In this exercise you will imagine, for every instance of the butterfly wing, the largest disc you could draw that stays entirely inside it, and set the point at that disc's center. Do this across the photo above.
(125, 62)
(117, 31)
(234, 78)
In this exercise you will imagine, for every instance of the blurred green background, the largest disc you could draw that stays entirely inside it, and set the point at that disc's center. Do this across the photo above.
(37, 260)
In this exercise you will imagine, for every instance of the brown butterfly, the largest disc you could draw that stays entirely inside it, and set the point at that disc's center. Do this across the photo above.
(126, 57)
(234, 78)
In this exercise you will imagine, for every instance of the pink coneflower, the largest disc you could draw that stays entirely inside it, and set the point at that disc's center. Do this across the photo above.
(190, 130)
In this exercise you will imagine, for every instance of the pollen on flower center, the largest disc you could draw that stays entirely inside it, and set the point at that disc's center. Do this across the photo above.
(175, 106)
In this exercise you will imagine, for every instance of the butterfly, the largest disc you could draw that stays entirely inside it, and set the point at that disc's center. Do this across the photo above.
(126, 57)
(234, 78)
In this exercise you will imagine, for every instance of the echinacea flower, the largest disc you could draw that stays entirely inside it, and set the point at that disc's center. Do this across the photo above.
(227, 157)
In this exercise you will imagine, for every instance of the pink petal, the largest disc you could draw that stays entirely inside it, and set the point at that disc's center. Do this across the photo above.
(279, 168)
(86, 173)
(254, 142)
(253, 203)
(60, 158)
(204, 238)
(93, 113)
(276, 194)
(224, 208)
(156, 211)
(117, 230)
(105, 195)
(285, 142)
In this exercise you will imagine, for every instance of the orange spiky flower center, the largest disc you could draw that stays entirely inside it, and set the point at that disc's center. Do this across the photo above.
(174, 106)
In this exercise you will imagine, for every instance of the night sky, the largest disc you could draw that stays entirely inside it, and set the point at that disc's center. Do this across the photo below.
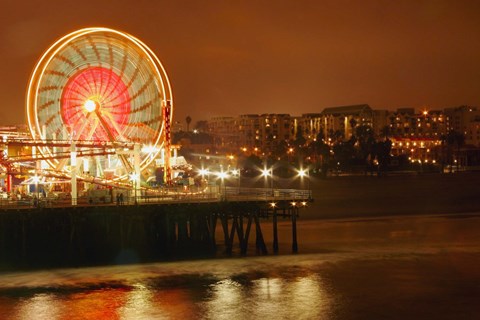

WHAT IS NEEDED:
Only the text of the listing above is wanted, transcribed exactly, without its images.

THE ANSWER:
In this exercise you will imagine, for every instance of the butterfly wing, the largest disc you could draw that stays entirely inside it, and set the point at that disc's center. Do this across the photo above.
(125, 62)
(117, 31)
(234, 78)
In this exercise you will imagine, for every instance of the blurred green background, the largest disc you could draw that stays entirely inside it, and set the point at that disc's center. Do this across the photo above.
(37, 260)
In this exercise you will imagine, for every instance of the brown butterfly, the largest disc you could draw that stays entirely inside it, and set the point at that disc's center. Do this across the photo above.
(126, 57)
(234, 78)
In this exercise you will imagine, for every instance of the pink coneflower, the largest disc you could draw that stays entirely inside it, and set the point at that disc's center. Do this across the photo above.
(190, 130)
In this exercise you will imagine, for every instance of the pollen on flower center, the largest disc you could draw that stays entirely inside it, and set the point at that disc's center. Do this across the photo above.
(175, 106)
In this exercise you will imagine, for every instance of the butterfly, the largest disc you could draw that stays entirely inside it, and set the point at that disc's center. Do this across the photo above.
(126, 57)
(234, 78)
In this exercise you will imagine, for every instance of the echinacea flower, the largest disc you could draw that stays entirely inside it, and set the point at that disc's center. Do this across the photo above.
(227, 157)
In this exercise you will imagine, for every instance of the pink petal, the largest disc you could draw that stays entirely inside it, and set the point at that disc's center. Do this across the photo above.
(279, 168)
(86, 173)
(254, 142)
(253, 203)
(60, 158)
(204, 238)
(93, 113)
(276, 194)
(224, 208)
(156, 211)
(117, 230)
(105, 195)
(285, 142)
In this exercise you will imagine, for every instance of the orange spiky flower center, the largest disc you could draw that stays entirely inside it, and set the point at that disc's center. Do this across the photo above.
(174, 106)
In this exercise you will imagine, for every instance of the night sky, the largest disc you could draw that stays entirely inside it, and set the point at that disc's center. Do this across the photo below.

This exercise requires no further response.